[SELECTED EXTRACT]
Note that you do not need to separate debugger commands and their first
     parameter by whitespace; this may however be easier on the human doing
     the typing, so lines like

          n5

     or

          co

     are identical to their whitespaced counterparts:

          n 5

     and

          c o

Also note that whitespace is not necessary - though it helps you, the user,
to better see what you are doing. The command sequence

  n ie ; v > 5

can therefore also be written without any whitespace like this

  nie;v>5

which might put a shudder or a smile on folks who remember editors like
TECO, as this is getting close to line noise too.


The debugger prompt: how to 'read' it
-------------------------------------

It looks somewhat like this:

  crm-dbg[0|Ai-]>

and contains a wealth of information within the [] square brackets:

- The initial number is the current stack call depth (zero-based) of the
  crm114 script execution.

[OBJECTIVES]
1/ Based on the debugger excerpt, does each statement below agree with it? Answer yes or no for each, and quote the words that decide it. (a) Debugger commands must be separated from their first parameter by whitespace. (b) The debugger prompt holds information inside square brackets. (c) The first number inside the brackets is the stack call depth, counted starting from one.
2/ Copy out the part of the entries that opens with the line containing "truck wheel reside?" and closes with the line containing "[250,317,270,386]".
The debugger excerpt and the entries come from different sources.

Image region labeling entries
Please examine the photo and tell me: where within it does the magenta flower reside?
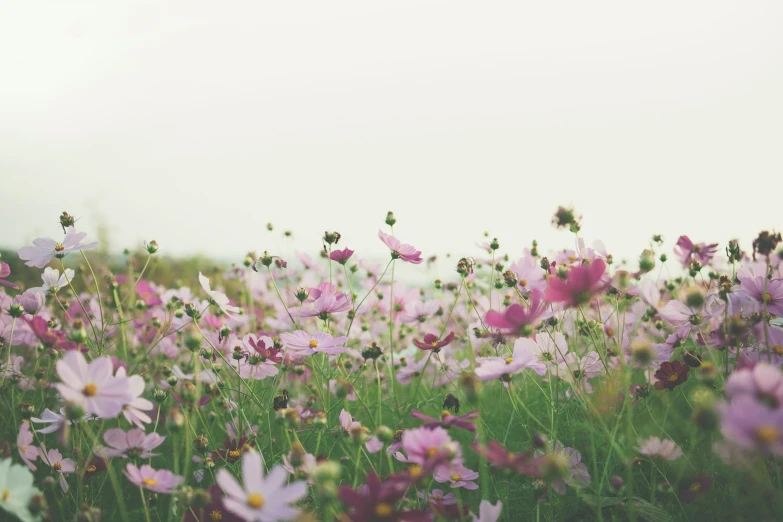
[413,332,454,353]
[100,428,166,459]
[217,451,307,522]
[280,330,348,355]
[17,227,98,268]
[378,230,423,265]
[56,350,132,419]
[329,248,353,265]
[674,236,718,268]
[546,259,606,306]
[0,263,19,290]
[136,279,163,306]
[122,464,183,495]
[484,290,547,336]
[726,363,783,408]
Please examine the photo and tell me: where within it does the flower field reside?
[0,207,783,522]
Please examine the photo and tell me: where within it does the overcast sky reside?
[0,0,783,272]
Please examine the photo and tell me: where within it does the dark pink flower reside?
[546,259,606,306]
[378,230,423,265]
[484,290,547,335]
[413,332,454,353]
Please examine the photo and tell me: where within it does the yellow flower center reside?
[247,493,264,509]
[756,426,780,444]
[375,502,392,517]
[82,382,98,397]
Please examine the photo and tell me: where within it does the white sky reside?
[0,0,783,272]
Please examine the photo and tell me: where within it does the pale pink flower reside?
[17,227,98,268]
[217,451,307,522]
[16,420,38,471]
[639,437,682,460]
[378,230,423,265]
[38,444,76,493]
[280,330,348,355]
[198,272,239,316]
[122,463,183,494]
[56,350,133,419]
[100,428,166,459]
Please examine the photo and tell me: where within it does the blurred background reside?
[0,1,783,276]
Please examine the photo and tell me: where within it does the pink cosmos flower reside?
[17,226,98,268]
[434,462,478,489]
[378,230,423,265]
[329,248,353,265]
[639,437,682,460]
[56,351,133,419]
[38,444,76,493]
[14,289,46,315]
[115,366,155,430]
[16,420,38,471]
[0,263,19,290]
[122,463,183,495]
[280,330,348,355]
[301,292,351,320]
[100,428,166,459]
[546,259,606,306]
[198,272,239,316]
[473,500,503,522]
[674,236,718,268]
[402,427,459,464]
[740,277,783,316]
[484,290,547,335]
[217,451,307,522]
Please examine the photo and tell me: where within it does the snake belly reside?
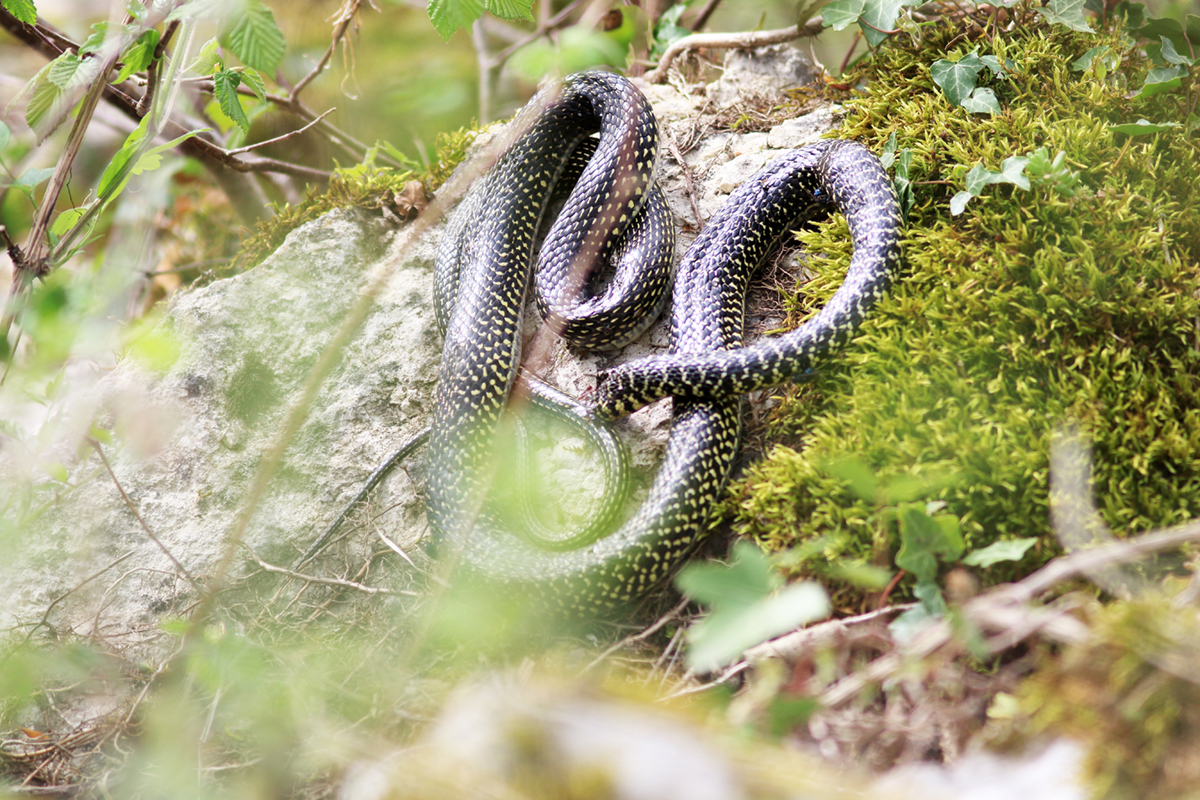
[427,72,899,614]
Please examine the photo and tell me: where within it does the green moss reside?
[725,22,1200,599]
[224,128,475,275]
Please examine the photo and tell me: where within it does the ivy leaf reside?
[962,536,1038,567]
[1138,67,1188,97]
[676,542,829,672]
[426,0,484,42]
[1109,120,1180,136]
[962,86,1000,114]
[929,53,984,106]
[486,0,533,19]
[1162,36,1195,66]
[0,0,37,25]
[113,29,160,84]
[821,0,866,30]
[212,70,250,131]
[858,0,916,47]
[1038,0,1092,34]
[221,0,288,76]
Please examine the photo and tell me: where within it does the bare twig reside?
[246,547,419,597]
[226,108,337,156]
[86,437,200,591]
[288,0,362,101]
[646,17,824,83]
[582,597,691,673]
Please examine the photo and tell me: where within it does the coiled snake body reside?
[427,72,900,613]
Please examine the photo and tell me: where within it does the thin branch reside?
[246,547,419,597]
[646,17,824,83]
[226,108,337,156]
[86,437,202,591]
[288,0,362,101]
[689,0,721,32]
[138,20,179,116]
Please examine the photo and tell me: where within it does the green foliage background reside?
[726,20,1200,599]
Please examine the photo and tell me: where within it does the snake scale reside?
[427,72,900,614]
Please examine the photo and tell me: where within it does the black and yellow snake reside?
[427,72,900,613]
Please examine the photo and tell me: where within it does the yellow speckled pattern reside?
[427,72,900,614]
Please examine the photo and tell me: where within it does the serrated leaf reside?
[1109,120,1180,136]
[113,29,160,84]
[676,542,829,672]
[896,505,965,581]
[1038,0,1092,34]
[212,70,250,131]
[486,0,533,19]
[821,0,866,30]
[22,53,100,144]
[221,0,288,76]
[187,38,221,76]
[962,86,1000,114]
[241,67,266,103]
[0,0,37,25]
[962,537,1038,567]
[426,0,484,42]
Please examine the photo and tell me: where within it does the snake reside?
[426,71,901,614]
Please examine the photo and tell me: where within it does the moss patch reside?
[725,18,1200,606]
[222,128,475,275]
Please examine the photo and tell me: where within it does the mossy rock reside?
[725,13,1200,602]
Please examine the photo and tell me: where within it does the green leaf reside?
[241,67,266,103]
[1162,36,1195,66]
[212,70,250,131]
[486,0,533,19]
[896,504,965,581]
[821,0,866,30]
[962,86,1000,114]
[22,53,101,144]
[12,167,54,199]
[1038,0,1092,34]
[426,0,484,42]
[187,38,221,76]
[858,0,919,47]
[1138,67,1188,97]
[0,0,37,25]
[676,542,829,672]
[221,0,287,74]
[962,536,1038,567]
[1109,120,1180,136]
[929,53,984,106]
[113,29,160,84]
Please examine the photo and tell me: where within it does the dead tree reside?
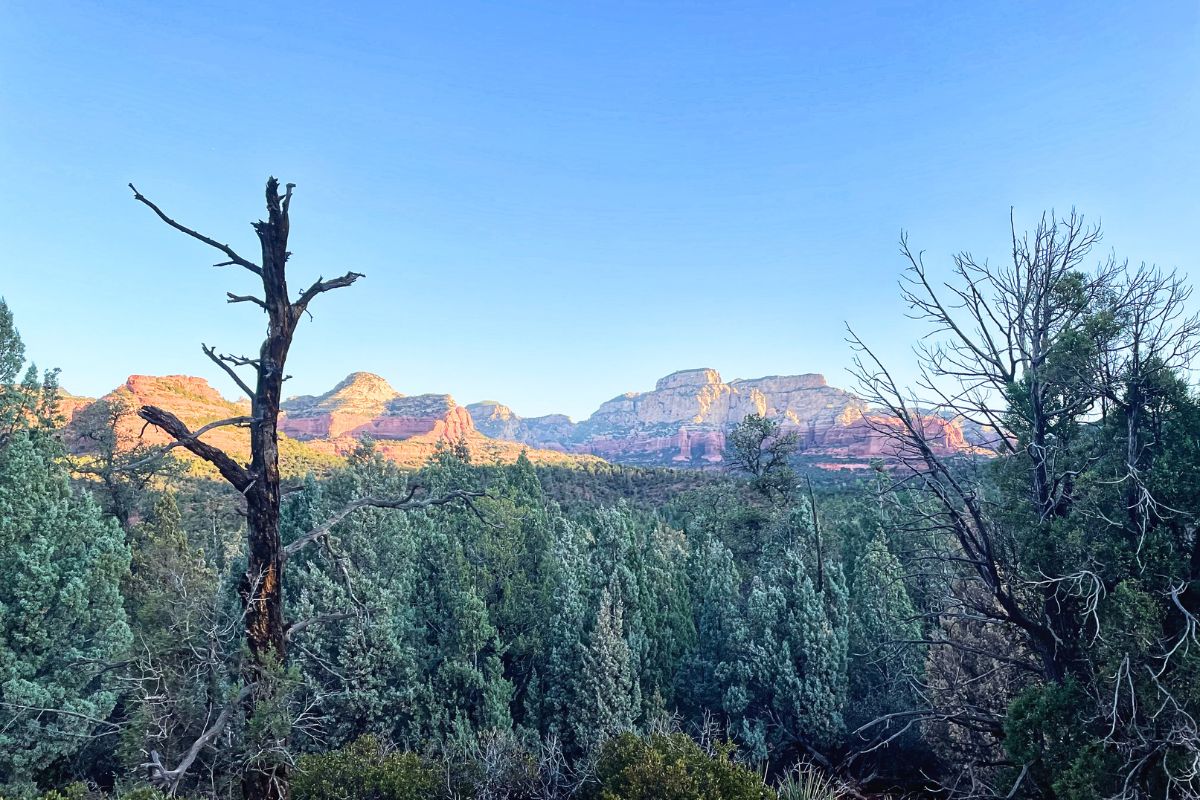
[130,178,480,800]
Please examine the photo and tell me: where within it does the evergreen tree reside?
[0,301,130,795]
[571,582,642,746]
[744,543,848,758]
[846,530,924,745]
[0,432,130,794]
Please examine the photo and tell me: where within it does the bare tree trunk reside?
[130,178,362,800]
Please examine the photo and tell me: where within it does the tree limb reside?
[283,487,487,559]
[130,184,263,276]
[142,684,256,794]
[292,272,366,321]
[200,344,254,399]
[138,405,251,492]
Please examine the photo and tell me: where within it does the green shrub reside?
[779,763,845,800]
[592,733,775,800]
[292,735,442,800]
[116,786,172,800]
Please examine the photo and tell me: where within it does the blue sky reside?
[0,0,1200,417]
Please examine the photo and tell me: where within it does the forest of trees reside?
[0,180,1200,800]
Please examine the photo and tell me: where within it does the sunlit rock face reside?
[467,368,973,468]
[280,372,475,441]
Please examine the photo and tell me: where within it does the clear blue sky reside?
[0,0,1200,417]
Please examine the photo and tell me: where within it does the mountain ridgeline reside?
[67,369,988,469]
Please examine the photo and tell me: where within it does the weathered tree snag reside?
[130,178,362,800]
[130,178,484,800]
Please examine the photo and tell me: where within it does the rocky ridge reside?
[467,368,983,468]
[65,368,985,471]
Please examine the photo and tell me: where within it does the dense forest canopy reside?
[0,194,1200,800]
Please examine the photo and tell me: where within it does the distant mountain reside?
[467,368,984,468]
[60,372,599,475]
[64,369,985,473]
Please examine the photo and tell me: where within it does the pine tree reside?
[745,543,847,756]
[847,530,924,741]
[0,432,130,794]
[571,583,642,746]
[0,300,130,794]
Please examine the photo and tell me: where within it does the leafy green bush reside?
[292,735,442,800]
[590,733,775,800]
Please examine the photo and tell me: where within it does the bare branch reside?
[288,268,366,321]
[138,405,251,492]
[283,487,487,559]
[142,684,256,793]
[226,291,266,311]
[200,344,254,399]
[130,184,263,276]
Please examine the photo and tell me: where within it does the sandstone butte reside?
[467,369,988,469]
[60,372,600,475]
[64,369,986,473]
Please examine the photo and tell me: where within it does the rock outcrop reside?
[62,369,988,474]
[280,372,475,441]
[64,372,595,475]
[467,368,976,468]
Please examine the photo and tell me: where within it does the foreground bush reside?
[292,735,442,800]
[590,733,775,800]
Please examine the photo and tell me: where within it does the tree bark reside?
[130,178,362,800]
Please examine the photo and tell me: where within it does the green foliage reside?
[776,762,847,800]
[292,735,444,800]
[587,733,775,800]
[0,433,130,792]
[725,414,799,499]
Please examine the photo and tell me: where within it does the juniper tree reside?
[0,301,130,795]
[121,178,472,800]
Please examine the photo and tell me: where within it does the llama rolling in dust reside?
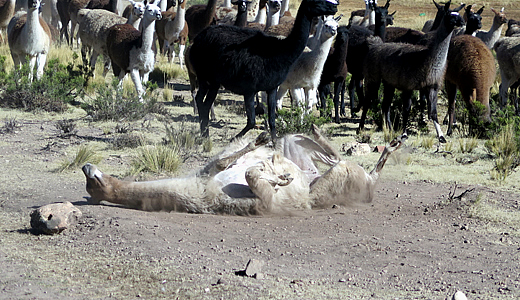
[83,127,403,215]
[189,0,338,138]
[7,0,52,80]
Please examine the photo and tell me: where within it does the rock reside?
[341,142,370,155]
[373,146,386,153]
[31,201,82,234]
[245,258,265,277]
[451,291,468,300]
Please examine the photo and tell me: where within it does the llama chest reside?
[128,48,155,72]
[14,26,50,56]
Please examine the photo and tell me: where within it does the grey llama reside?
[359,2,463,142]
[7,0,52,80]
[189,0,337,138]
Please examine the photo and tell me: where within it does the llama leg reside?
[130,69,144,98]
[179,44,186,69]
[29,56,38,82]
[444,81,457,136]
[246,154,293,213]
[381,84,395,129]
[401,91,412,137]
[235,93,258,139]
[266,89,276,140]
[276,85,288,109]
[338,78,347,117]
[428,87,446,143]
[334,80,345,124]
[195,84,219,137]
[212,131,269,172]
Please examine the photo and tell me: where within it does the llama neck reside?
[278,2,311,63]
[428,19,453,82]
[174,0,186,30]
[254,6,267,25]
[126,13,141,30]
[141,18,155,51]
[280,0,289,16]
[24,8,43,39]
[374,14,386,41]
[204,0,217,27]
[265,9,280,29]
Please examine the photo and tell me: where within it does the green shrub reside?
[274,98,334,136]
[82,79,166,121]
[0,57,89,112]
[130,145,181,175]
[57,145,101,172]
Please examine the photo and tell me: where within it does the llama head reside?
[464,5,484,30]
[130,0,146,18]
[267,0,282,15]
[321,16,338,42]
[300,0,338,20]
[442,2,465,31]
[143,0,161,21]
[27,0,42,10]
[231,0,251,13]
[491,7,507,25]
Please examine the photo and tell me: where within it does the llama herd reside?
[0,0,520,142]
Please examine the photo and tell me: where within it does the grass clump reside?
[0,117,20,133]
[82,79,166,121]
[274,98,334,136]
[56,119,78,138]
[0,56,89,113]
[459,137,478,153]
[130,145,181,175]
[112,132,146,150]
[57,145,101,172]
[163,122,213,154]
[485,123,520,181]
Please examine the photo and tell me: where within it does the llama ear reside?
[448,3,466,11]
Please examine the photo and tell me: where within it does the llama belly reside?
[128,48,155,73]
[19,30,50,56]
[214,165,256,198]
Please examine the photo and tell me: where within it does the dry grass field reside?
[0,0,520,300]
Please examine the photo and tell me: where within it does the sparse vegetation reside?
[56,119,78,138]
[0,56,90,113]
[485,123,520,181]
[57,144,101,172]
[274,99,334,136]
[0,117,20,133]
[130,145,181,175]
[82,80,166,121]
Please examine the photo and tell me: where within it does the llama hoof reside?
[277,174,294,186]
[255,131,270,147]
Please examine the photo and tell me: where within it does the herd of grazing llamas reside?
[0,0,520,214]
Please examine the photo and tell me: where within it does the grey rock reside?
[31,201,82,234]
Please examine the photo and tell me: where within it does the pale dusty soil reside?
[0,75,520,299]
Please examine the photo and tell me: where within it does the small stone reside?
[245,258,265,277]
[31,201,82,234]
[451,291,468,300]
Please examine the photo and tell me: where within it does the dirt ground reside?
[0,73,520,299]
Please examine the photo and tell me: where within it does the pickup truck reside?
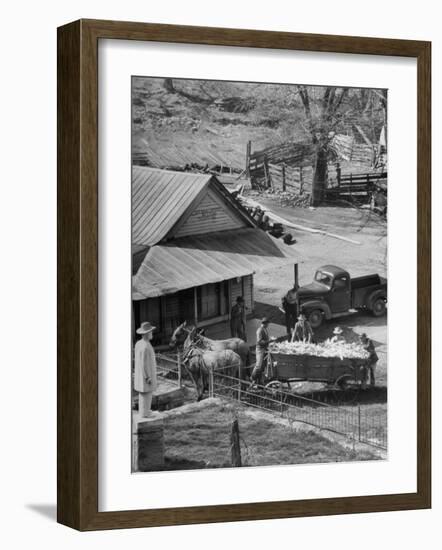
[297,265,387,328]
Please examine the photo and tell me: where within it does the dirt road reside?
[253,197,387,386]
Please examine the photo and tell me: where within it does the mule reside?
[183,344,243,401]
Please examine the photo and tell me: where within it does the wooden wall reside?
[133,275,254,344]
[174,189,246,238]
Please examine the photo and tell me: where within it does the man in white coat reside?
[134,322,157,418]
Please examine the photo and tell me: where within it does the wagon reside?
[264,351,369,400]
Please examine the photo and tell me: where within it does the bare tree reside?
[297,85,351,206]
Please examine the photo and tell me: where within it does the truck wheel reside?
[307,309,322,328]
[371,298,387,317]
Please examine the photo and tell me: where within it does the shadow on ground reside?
[25,504,57,521]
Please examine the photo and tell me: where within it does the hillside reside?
[132,77,383,171]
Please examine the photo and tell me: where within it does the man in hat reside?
[292,313,313,342]
[230,296,247,341]
[359,332,379,386]
[330,327,345,344]
[282,284,298,336]
[134,321,157,418]
[250,317,270,386]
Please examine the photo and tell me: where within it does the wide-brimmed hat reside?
[137,321,157,334]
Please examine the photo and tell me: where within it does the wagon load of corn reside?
[267,340,369,382]
[270,340,369,360]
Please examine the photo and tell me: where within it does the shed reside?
[132,166,293,342]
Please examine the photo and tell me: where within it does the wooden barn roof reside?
[132,166,213,246]
[132,228,295,300]
[132,166,255,247]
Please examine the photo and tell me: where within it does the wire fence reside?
[157,353,387,450]
[156,353,183,386]
[209,371,387,450]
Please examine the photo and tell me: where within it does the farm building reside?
[132,166,296,343]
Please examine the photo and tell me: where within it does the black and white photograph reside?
[131,76,388,472]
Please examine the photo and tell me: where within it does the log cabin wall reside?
[174,190,246,238]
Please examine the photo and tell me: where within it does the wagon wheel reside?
[264,380,287,403]
[307,309,322,329]
[334,374,359,403]
[371,298,387,317]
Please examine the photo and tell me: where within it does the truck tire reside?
[371,297,387,317]
[307,309,322,328]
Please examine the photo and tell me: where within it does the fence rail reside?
[209,371,387,450]
[156,353,387,450]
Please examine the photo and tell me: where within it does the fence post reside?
[263,155,272,188]
[209,369,213,397]
[246,140,252,177]
[176,350,182,388]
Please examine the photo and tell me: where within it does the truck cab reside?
[298,265,387,328]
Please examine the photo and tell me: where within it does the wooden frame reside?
[58,20,431,530]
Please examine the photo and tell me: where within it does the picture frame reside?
[57,20,431,531]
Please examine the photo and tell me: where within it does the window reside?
[334,277,347,289]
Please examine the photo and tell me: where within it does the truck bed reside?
[350,273,387,309]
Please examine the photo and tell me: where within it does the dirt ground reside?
[252,196,387,388]
[155,399,380,470]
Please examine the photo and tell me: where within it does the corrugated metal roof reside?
[132,166,213,246]
[132,228,295,300]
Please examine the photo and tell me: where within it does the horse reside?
[184,328,250,379]
[170,321,251,378]
[183,339,242,401]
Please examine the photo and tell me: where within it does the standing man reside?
[250,317,270,387]
[330,327,345,344]
[230,296,247,342]
[292,313,313,342]
[282,283,298,337]
[359,332,379,386]
[134,322,157,418]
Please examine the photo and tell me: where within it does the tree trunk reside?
[311,147,328,206]
[230,419,242,466]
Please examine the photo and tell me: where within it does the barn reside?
[132,166,294,344]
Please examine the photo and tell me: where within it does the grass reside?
[164,398,378,469]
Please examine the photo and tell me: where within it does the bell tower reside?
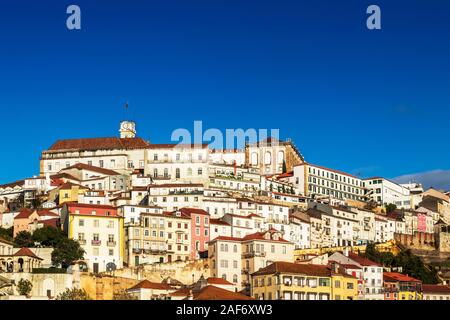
[119,120,136,139]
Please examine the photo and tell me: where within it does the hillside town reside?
[0,121,450,300]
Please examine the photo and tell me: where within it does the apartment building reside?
[290,162,364,200]
[251,261,358,300]
[61,203,125,273]
[364,177,411,209]
[329,250,384,300]
[148,183,203,211]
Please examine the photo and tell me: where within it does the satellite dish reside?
[106,262,116,271]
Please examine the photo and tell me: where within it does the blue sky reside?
[0,0,450,188]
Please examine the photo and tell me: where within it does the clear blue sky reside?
[0,0,450,183]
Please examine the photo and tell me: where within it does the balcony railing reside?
[143,249,167,254]
[242,252,266,258]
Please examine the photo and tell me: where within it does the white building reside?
[290,163,364,200]
[364,177,411,209]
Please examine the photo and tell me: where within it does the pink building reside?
[417,213,427,232]
[179,208,209,259]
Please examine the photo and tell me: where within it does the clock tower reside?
[119,121,136,139]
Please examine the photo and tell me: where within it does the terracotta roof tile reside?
[206,277,233,286]
[128,280,175,290]
[44,138,150,153]
[194,286,254,300]
[14,247,43,260]
[252,261,331,277]
[383,272,421,282]
[422,284,450,295]
[64,163,120,176]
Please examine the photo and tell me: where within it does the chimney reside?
[331,262,339,273]
[342,247,349,257]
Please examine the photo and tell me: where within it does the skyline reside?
[0,1,450,188]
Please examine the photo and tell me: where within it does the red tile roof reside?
[0,180,25,189]
[179,208,209,216]
[149,183,203,189]
[14,208,34,219]
[294,162,361,179]
[209,219,230,226]
[14,247,43,260]
[210,236,242,242]
[44,138,150,153]
[64,163,120,176]
[37,209,59,217]
[128,280,175,290]
[206,277,233,286]
[194,286,254,300]
[252,261,331,277]
[383,272,422,282]
[148,143,208,149]
[59,182,89,190]
[242,229,289,243]
[422,284,450,295]
[348,252,381,267]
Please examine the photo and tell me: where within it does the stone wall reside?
[2,272,73,297]
[108,259,210,284]
[80,274,139,300]
[394,232,436,251]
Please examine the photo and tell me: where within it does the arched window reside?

[SOLUTIONS BY TASK]
1/
(a) No: "you do not need to separate debugger commands and their first parameter by whitespace"
(b) Yes: "contains a wealth of information within the [] square brackets"
(c) No: "The initial number is the current stack call depth (zero-based)"

2/
Please examine the photo and tell me: where within it does the truck wheel reside?
[307,309,322,328]
[371,298,387,317]
Please examine the photo and tell me: where within it does the shadow on ground reside?
[25,504,57,521]
Please examine the photo and tell me: where within it does the hillside reside?
[132,77,383,171]
Please examine the photo and tell me: where within it does the man in hat reside?
[292,313,313,342]
[230,296,247,341]
[359,332,379,386]
[330,327,345,344]
[282,284,298,336]
[134,321,157,418]
[250,317,270,386]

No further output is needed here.